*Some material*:
▬▬▬▬▬▬
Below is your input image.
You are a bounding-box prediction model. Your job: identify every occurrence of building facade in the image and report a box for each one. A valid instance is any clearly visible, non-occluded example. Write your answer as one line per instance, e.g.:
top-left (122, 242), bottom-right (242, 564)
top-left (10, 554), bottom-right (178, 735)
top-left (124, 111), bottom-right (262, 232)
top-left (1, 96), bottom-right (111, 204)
▬▬▬▬▬▬
*Task description*:
Retype the material above word for word, keeping every line unchanged.

*Written response*:
Below is your input image.
You are a bounding-box prediction model. Your job: identify every occurrence of building facade in the image and report a box for each one. A valid instance is any clearly visible, non-occluded example. Write your answer as one line per instance, e.g.:
top-left (122, 242), bottom-right (242, 564)
top-left (10, 554), bottom-right (178, 735)
top-left (124, 111), bottom-right (262, 232)
top-left (1, 96), bottom-right (111, 204)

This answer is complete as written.